Stored records

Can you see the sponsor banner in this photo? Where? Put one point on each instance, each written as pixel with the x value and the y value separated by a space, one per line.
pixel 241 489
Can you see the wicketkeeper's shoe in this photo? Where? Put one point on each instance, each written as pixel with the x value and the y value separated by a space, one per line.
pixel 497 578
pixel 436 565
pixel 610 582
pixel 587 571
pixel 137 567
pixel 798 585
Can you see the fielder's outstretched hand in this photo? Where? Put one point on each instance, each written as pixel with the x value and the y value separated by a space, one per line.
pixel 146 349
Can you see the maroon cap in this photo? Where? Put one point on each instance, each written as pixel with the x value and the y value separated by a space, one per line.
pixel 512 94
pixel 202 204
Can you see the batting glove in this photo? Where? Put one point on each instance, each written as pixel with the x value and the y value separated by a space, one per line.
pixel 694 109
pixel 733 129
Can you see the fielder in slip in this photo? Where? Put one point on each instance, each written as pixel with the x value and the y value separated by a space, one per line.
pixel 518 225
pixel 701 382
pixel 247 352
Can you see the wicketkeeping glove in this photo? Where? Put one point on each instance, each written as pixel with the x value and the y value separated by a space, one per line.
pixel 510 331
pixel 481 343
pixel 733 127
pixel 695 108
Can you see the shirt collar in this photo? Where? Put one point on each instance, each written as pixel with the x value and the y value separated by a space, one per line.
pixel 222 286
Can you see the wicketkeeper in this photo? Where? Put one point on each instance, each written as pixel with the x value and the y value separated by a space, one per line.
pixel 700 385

◆ Written request ◆
Reproduce every one of the entries above verbatim.

◆ Expected answer ◆
Can you see the sponsor banner in this photo? Where? Put one point on each instance, each written as pixel with the x value and the y value separated by a space, one per line.
pixel 241 489
Can you see the wicketkeeper's shoe in this photo? Where? Put one point on each instance, each written as pixel with the x value and the y value separated by a space, one per line.
pixel 497 578
pixel 436 565
pixel 610 582
pixel 587 571
pixel 137 567
pixel 798 585
Can you see the fielder's outstretched hand in this photo? Where? Put one point on each instance, each written as pixel with the x value and the y value separated by a space, one per line.
pixel 146 349
Can you see the maroon cap in this photo? Where? Put one point on each instance, each written as pixel with the x value and the y value separated by a space, one per line.
pixel 512 94
pixel 202 204
Can you see the batting glove in this photo? Where? Put one point on each instance, each written as pixel with the x value and the y value separated by a space, one per line.
pixel 694 109
pixel 733 129
Can you see the fielder in slip in this photo? Where? Put one point on each instance, each written as pixel with the x value and the y value separated by a space, one per line.
pixel 518 225
pixel 701 382
pixel 247 352
Can you see the wicketkeeping glove in this photo? Where? Put one point on each instance, each written as pixel with the x value and the y value separated by a space, one per line.
pixel 510 331
pixel 481 343
pixel 733 127
pixel 695 108
Can you see the shirt collar in this photo? Where? Put one point on each instance, each written as pixel with the x value and the y value separated by a space, one per line.
pixel 222 286
Can you see the wicketkeeper in this photo? Where? Put one point on each instance, each written as pixel with the x value and the y value separated by a space, one per line.
pixel 700 385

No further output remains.